→ HOW TO COMPLETE THIS TASK: Below are some records. Print all of them exactly as they appear.

Region pointing data:
______________________________

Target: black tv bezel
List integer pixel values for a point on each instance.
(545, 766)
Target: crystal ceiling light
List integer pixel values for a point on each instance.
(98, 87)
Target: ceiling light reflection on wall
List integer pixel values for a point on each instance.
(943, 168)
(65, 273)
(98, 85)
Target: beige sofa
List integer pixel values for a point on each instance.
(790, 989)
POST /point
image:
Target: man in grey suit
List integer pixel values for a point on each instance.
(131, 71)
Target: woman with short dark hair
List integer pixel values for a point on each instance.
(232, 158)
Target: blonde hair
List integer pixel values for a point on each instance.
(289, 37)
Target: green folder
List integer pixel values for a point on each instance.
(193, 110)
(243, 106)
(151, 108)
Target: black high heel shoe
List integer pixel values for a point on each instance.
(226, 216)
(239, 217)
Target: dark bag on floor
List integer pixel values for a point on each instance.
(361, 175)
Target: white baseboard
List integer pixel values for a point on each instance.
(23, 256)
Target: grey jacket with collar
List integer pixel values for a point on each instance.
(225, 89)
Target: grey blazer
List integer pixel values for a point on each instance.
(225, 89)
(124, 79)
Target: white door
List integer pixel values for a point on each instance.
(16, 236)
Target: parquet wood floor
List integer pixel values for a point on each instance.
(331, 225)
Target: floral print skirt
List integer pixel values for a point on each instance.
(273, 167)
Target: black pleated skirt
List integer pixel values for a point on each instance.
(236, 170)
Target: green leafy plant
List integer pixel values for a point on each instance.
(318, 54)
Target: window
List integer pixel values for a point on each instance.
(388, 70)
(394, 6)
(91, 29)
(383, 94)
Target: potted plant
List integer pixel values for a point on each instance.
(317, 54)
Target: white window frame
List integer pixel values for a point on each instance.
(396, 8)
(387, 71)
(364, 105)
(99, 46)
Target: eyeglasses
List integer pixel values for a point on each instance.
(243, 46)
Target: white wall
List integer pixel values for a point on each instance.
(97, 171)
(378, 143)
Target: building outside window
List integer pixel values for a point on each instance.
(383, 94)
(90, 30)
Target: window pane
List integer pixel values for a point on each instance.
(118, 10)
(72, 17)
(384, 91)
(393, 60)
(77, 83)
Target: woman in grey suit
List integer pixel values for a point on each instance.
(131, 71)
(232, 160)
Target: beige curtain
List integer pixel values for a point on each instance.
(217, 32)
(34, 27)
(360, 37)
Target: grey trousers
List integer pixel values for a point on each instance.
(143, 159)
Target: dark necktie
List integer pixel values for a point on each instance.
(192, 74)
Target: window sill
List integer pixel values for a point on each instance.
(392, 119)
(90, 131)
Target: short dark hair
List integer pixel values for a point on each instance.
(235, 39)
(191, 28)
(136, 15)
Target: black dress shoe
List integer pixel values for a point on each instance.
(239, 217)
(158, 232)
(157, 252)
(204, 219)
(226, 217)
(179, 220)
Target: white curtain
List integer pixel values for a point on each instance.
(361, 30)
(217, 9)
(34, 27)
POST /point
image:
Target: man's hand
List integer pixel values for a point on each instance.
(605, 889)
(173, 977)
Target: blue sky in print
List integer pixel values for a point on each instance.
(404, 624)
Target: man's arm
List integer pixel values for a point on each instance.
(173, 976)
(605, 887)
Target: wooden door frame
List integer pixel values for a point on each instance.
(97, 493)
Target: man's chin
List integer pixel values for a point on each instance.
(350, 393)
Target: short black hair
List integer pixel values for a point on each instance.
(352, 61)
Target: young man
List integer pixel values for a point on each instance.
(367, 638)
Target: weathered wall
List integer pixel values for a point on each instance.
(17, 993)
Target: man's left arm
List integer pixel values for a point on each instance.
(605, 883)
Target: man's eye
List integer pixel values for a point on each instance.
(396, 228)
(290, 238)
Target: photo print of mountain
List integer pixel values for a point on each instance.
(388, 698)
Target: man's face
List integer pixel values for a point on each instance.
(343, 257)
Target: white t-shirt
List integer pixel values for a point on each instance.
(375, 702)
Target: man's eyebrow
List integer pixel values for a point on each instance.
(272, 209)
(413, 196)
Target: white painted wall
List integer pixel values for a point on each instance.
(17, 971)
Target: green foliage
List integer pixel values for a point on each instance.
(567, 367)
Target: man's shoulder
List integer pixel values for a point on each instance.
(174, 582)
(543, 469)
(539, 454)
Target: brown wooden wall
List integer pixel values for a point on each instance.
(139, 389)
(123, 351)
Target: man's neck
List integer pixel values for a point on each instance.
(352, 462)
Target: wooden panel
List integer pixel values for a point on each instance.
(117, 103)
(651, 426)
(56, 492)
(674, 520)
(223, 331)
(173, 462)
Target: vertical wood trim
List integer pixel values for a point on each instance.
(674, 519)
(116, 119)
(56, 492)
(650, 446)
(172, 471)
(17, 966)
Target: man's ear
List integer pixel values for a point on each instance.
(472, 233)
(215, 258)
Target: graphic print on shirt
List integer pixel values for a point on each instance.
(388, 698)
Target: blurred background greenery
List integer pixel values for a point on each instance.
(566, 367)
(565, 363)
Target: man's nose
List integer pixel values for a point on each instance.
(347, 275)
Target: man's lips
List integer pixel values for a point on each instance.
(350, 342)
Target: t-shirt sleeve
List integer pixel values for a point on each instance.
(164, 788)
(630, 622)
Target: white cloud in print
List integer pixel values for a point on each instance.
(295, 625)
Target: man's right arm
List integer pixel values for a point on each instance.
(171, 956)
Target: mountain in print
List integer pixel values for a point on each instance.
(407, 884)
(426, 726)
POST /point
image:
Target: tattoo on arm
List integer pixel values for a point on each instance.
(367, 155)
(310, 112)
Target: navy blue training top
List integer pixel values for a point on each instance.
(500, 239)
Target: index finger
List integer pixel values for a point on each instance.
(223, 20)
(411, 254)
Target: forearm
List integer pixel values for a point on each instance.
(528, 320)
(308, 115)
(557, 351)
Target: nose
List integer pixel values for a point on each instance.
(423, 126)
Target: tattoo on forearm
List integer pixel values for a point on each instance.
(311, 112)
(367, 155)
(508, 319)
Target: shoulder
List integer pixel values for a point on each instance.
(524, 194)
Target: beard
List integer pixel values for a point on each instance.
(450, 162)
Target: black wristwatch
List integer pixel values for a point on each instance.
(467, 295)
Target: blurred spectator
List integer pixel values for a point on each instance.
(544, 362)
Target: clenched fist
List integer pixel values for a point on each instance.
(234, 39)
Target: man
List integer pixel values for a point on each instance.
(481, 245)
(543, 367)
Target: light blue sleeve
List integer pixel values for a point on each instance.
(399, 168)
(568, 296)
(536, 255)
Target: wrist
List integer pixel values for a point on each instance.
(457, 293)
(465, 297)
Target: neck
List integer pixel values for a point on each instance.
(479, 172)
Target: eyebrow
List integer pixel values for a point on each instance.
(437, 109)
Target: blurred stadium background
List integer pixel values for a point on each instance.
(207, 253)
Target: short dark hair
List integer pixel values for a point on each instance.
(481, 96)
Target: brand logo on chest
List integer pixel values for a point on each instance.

______________________________

→ ANSWER SPACE:
Target: black tv bezel
List integer pixel values for a point on each instance.
(545, 766)
Target: crystal ceiling light
List integer pixel values for a point on each instance.
(98, 87)
Target: ceiling light reflection on wall
List integer pixel values for a point on each instance.
(943, 168)
(65, 273)
(98, 85)
Target: beige sofa
List integer pixel values for a point on each instance.
(790, 989)
POST /point
image:
Target: man in grey suit
List integer pixel values for a point on each instance.
(131, 71)
Target: woman with short dark hair
List integer pixel values for a point on each instance.
(232, 158)
Target: blonde hair
List integer pixel values for a point on each instance.
(289, 37)
Target: green folder
List integer pixel values for a point on each instance.
(193, 110)
(243, 106)
(151, 108)
Target: black high heel shoe
List integer pixel values for a point on each instance.
(226, 216)
(239, 217)
Target: dark bag on floor
List integer pixel values for a point on each instance.
(361, 175)
Target: white baseboard
List integer pixel values for a point on each instance.
(23, 256)
Target: grey jacket with collar
List integer pixel values for a point on each instance.
(225, 89)
Target: grey blazer
List integer pixel values for a point on each instance.
(225, 89)
(124, 79)
Target: white door
List integer pixel values for a point on each instance.
(16, 236)
Target: parquet wood floor
List integer pixel values for a point on each instance.
(331, 225)
Target: floral print skirt
List integer pixel values for a point on each instance.
(273, 167)
Target: black pleated skirt
List integer pixel values for a point on each instance.
(236, 170)
Target: green leafy plant
List integer pixel values for a point on each instance.
(318, 54)
Target: window
List integer pixel values for a point on each instance.
(388, 70)
(394, 6)
(91, 29)
(383, 94)
Target: potted plant
List integer pixel values for a point on each instance.
(317, 54)
Target: white window frame
List integer pixel values for a point on each instance.
(396, 8)
(387, 71)
(364, 105)
(99, 46)
Target: eyeglasses
List integer pixel values for a point on each instance.
(243, 46)
Target: white wall
List integer pixel values for a point on each instance.
(97, 171)
(378, 143)
Target: building outside window
List integer pixel values for a point on each instance.
(383, 94)
(90, 30)
Target: window pane
List integer pixel values for a point on each instance.
(118, 10)
(72, 17)
(384, 91)
(393, 60)
(77, 83)
Target: woman in grey suit
List integer pixel values for a point on each instance.
(131, 71)
(232, 160)
Target: beige curtain
List integer pixel values for a point on each instance.
(217, 32)
(34, 27)
(360, 37)
Target: grey trousers
List integer pixel values for a point on each instance.
(143, 159)
Target: dark necktie
List integer pixel values for a point on each instance.
(192, 74)
Target: window sill
List integer pixel values for a point on each instance.
(392, 119)
(90, 131)
Target: short dark hair
List integer pixel values for a point on each instance.
(235, 39)
(191, 28)
(136, 15)
Target: black dress shoe
List integer pixel values for a point on each instance.
(239, 217)
(158, 232)
(157, 252)
(204, 219)
(226, 217)
(179, 220)
Target: white curtain
List integer pixel values for a point on each instance.
(361, 30)
(217, 9)
(34, 27)
POST /point
image:
Target: man's hand
List integer pixel values for a point on each instance.
(605, 889)
(173, 977)
Target: blue sky in print
List integer pixel values for a point on each instance.
(404, 624)
Target: man's arm
List integer pixel values for a point on each instance.
(173, 976)
(605, 887)
Target: wooden door frame
List integer pixel values for a point on each instance.
(97, 493)
Target: man's chin
List integer pixel values for a point on each instance.
(350, 393)
Target: short black hair
List integer pixel values for a point on each instance.
(352, 61)
Target: young man
List integer pixel values for a point on each instance.
(367, 638)
Target: weathered wall
List integer pixel values for a point on each instance.
(17, 993)
Target: man's left arm
List integer pixel values for a point on each instance.
(605, 883)
Target: man's eye
List integer pixel values for a point on each instance.
(396, 228)
(290, 238)
Target: photo print of mountain
List integer pixel values for a point on each instance.
(388, 698)
Target: man's face
List integer pixel values for a point on each instance.
(343, 257)
Target: white t-shirt
List integer pixel values for a point on each instance.
(375, 702)
Target: man's eyebrow
List integer pixel values for a point on each instance.
(272, 209)
(413, 196)
Target: white painted wall
List integer pixel values for a point on each instance.
(17, 971)
Target: green foliage
List integer pixel values for a point on each instance.
(567, 367)
Target: man's shoulder
List integer pixel values for a point on each instance.
(174, 582)
(543, 469)
(539, 454)
Target: brown wooden wall
List integer pixel values for a point on each instance.
(139, 389)
(123, 351)
Target: man's neck
List integer pixel values for a point on each instance.
(352, 462)
Target: wooden panel
List integer pixel values for a point on each instance.
(117, 103)
(651, 426)
(56, 492)
(674, 520)
(223, 331)
(173, 462)
Target: vertical wood trim
List integer pixel values for a point on each instance.
(674, 519)
(116, 119)
(56, 492)
(650, 446)
(172, 471)
(17, 966)
Target: man's ear
List integer pixel values for a point on each instance.
(472, 233)
(215, 258)
Target: graphic print on shirt
List integer pixel values for a point on each instance.
(388, 698)
Target: blurred background greenery
List integer pixel values for a point on each instance.
(566, 367)
(565, 363)
Target: man's nose
List integer pixel values for a point on each instance.
(347, 275)
Target: man's lips
List integer pixel values for a point on each instance.
(350, 342)
Target: t-shirt sleeve
List integer pixel values for a point on each instance.
(164, 788)
(630, 622)
Target: white cloud in print
List integer pixel values for a point on each instance.
(295, 625)
Target: man's right arm
List integer pixel values for a point on each instance.
(171, 956)
Target: mountain in print
List integer pixel values for a point on each instance.
(407, 884)
(426, 726)
POST /point
image:
Target: tattoo on arm
List integer pixel values for a point on each instance.
(367, 155)
(310, 112)
Target: navy blue training top
List integer pixel values for a point on each instance.
(500, 239)
Target: index finger
List integer pixel values for a point on each instance.
(223, 20)
(411, 254)
Target: forearm
List integer pixel values for a point on each instance.
(528, 320)
(308, 115)
(557, 351)
Target: nose
List integer pixel values for a point on each instance.
(423, 126)
Target: tattoo on forearm
List integer pixel values for a point on each instance.
(311, 112)
(367, 155)
(508, 319)
Target: shoulder
List integer pixel values for a point on each instance.
(524, 194)
Target: beard
List integer pixel values for a point on each instance.
(450, 162)
Target: black wristwatch
List integer pixel values for a point on each instance.
(467, 295)
Target: blurred spectator
List integer pixel values for a point on each instance.
(544, 362)
Target: clenched fist
List integer pixel values for a point on each instance.
(234, 39)
Target: man
List integer pixel values for a point on each instance.
(481, 245)
(543, 367)
Target: light blue sleeve
List integer pixel values for a point on each instance.
(399, 168)
(568, 296)
(536, 255)
Target: wrist
List integer pixel values for a point on each instance.
(457, 293)
(465, 297)
Target: neck
List integer pixel values for a point on each instance.
(479, 172)
Target: eyebrow
List integer pixel values for a point on each instance.
(437, 109)
Target: blurred stadium background
List integer pixel values for a point on each instance.
(207, 253)
Target: short dark hair
List integer pixel values for a point on each instance.
(481, 96)
Target: brand logo on chest
List integer pixel values for a point on each instance.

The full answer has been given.